> **STATED EXERCISE**
Find the line containing "asphalt road ->". Return it and every line after it, unchanged, up to and including the last line.

•••

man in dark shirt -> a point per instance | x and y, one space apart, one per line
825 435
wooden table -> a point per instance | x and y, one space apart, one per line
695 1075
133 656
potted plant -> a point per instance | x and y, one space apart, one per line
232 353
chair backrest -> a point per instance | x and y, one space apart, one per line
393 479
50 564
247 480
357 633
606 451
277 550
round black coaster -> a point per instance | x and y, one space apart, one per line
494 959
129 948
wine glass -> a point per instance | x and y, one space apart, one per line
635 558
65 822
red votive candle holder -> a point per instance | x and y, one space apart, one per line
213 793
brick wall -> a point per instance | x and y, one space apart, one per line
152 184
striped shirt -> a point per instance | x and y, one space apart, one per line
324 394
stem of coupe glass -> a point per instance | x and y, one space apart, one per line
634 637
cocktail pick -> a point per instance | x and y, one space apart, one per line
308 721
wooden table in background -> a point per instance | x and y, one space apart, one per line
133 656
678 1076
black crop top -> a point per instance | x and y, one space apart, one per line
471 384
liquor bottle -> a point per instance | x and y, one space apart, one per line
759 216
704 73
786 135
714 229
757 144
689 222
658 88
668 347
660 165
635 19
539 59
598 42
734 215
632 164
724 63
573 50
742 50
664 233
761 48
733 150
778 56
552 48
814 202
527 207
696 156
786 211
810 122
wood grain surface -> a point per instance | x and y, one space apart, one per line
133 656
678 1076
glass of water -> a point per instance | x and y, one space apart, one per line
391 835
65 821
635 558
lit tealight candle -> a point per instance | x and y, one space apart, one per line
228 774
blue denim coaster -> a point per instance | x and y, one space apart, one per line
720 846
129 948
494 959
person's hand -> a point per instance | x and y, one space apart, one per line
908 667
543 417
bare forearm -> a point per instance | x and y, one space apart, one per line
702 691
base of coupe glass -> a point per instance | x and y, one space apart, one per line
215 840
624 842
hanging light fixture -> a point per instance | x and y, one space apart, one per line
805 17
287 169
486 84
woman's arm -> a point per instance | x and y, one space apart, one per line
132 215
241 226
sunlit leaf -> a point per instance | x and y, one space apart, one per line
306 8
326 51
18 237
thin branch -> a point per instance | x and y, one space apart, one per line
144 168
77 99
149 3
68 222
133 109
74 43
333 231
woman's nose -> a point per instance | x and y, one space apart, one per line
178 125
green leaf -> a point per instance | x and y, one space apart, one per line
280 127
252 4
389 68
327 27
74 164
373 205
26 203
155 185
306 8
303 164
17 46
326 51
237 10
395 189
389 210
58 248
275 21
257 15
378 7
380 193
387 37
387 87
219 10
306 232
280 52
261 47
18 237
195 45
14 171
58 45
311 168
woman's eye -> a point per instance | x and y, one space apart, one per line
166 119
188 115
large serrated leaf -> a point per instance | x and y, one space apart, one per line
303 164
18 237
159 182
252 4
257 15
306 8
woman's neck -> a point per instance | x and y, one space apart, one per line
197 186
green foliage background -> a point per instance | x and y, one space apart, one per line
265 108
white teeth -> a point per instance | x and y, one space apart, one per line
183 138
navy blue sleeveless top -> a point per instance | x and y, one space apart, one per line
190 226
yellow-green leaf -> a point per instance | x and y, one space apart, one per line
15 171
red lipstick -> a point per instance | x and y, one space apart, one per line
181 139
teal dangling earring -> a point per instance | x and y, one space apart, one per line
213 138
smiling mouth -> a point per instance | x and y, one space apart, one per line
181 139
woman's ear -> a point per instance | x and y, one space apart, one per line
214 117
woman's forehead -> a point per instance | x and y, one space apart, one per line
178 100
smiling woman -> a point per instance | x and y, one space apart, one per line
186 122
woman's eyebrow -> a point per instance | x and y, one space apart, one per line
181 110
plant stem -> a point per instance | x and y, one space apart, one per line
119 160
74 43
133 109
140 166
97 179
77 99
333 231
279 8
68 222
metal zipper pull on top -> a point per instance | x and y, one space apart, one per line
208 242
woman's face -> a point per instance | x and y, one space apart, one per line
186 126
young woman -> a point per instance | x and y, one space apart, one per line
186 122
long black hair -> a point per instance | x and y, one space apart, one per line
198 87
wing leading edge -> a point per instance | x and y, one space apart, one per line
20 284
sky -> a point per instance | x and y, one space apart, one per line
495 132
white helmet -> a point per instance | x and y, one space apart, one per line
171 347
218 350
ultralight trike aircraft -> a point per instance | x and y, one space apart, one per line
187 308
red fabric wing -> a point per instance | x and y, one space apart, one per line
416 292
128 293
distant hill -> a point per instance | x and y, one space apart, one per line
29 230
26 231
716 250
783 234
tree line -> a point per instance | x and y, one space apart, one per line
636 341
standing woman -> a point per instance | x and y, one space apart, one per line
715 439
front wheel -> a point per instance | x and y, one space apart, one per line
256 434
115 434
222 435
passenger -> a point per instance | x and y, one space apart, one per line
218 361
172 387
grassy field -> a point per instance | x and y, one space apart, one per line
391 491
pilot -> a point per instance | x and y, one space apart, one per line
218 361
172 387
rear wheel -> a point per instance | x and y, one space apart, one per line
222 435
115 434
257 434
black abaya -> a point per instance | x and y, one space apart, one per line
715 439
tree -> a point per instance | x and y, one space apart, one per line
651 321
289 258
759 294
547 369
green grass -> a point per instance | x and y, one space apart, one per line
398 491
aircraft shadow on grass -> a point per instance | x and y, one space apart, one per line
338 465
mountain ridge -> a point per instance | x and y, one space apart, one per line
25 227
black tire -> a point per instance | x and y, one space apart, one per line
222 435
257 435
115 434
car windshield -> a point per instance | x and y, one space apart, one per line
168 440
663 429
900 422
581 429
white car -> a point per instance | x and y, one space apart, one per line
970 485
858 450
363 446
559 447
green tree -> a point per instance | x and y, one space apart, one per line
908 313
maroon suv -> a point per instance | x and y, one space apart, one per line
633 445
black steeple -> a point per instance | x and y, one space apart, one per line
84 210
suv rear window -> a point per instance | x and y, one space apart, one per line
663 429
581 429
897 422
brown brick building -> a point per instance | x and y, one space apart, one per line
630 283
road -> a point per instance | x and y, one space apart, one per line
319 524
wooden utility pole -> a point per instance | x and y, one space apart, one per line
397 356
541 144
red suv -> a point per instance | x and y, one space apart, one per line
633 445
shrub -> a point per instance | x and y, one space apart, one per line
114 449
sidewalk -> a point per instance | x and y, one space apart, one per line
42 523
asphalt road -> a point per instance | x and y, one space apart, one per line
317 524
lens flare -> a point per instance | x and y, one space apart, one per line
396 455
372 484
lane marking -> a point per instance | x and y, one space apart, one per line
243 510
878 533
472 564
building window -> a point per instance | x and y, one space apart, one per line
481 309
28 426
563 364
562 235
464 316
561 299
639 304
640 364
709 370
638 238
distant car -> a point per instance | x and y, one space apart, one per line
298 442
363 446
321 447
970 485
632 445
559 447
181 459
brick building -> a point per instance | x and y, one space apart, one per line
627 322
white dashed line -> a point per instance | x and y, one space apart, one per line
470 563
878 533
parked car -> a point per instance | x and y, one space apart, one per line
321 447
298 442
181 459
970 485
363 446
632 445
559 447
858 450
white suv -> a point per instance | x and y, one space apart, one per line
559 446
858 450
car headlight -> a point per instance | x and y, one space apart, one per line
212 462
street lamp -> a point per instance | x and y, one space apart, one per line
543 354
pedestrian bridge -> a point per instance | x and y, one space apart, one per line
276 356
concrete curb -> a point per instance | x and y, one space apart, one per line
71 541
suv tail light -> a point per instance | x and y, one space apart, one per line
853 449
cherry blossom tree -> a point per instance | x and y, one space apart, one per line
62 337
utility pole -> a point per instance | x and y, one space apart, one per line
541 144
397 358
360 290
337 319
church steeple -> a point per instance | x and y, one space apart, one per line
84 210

•••

> **WRITTEN SOLUTION**
asphalt road -> a point per instance | x and y, one space apart, one per line
317 524
lens flare -> a point per instance | x and y, one space apart, one per line
396 455
372 484
lane marking -> a point per instance | x and y, one space apart, one per line
243 510
878 533
472 564
building window -> a point per instance | x and y, one space apart, one per line
481 309
28 426
563 364
562 235
464 316
561 299
639 304
640 364
709 370
638 238
distant car -> a point per instance | x and y, one space apart, one per line
298 442
363 446
321 447
970 485
632 445
559 447
181 459
brick building -> a point per instance | x and y, one space apart, one per line
627 322
white dashed line -> a point per instance | x and y, one space apart, one per line
470 563
878 533
parked car -> a point per instance | x and y, one space apart, one per line
321 447
298 442
181 459
970 485
363 446
632 445
559 447
858 450
white suv -> a point per instance | x and y, one space apart, one per line
559 446
858 450
car headlight -> a point per instance | x and y, one space apart, one per line
212 462
street lamp -> a point per instance | x and y, one space apart, one per line
543 354
pedestrian bridge -> a point per instance | x and y, one space apart, one per line
276 356
concrete curb -> a point per instance | x and y, one space apart, one per line
71 541
suv tail light -> a point per instance | x and y, one space apart, one per line
853 449
cherry blossom tree -> a point per instance | x and y, one space apart, one per line
62 337
utility pole -> a point per instance | x and y, one space apart, one per line
541 144
397 358
360 290
337 319
church steeple -> a point per instance | x and y, one space apart, one per line
84 210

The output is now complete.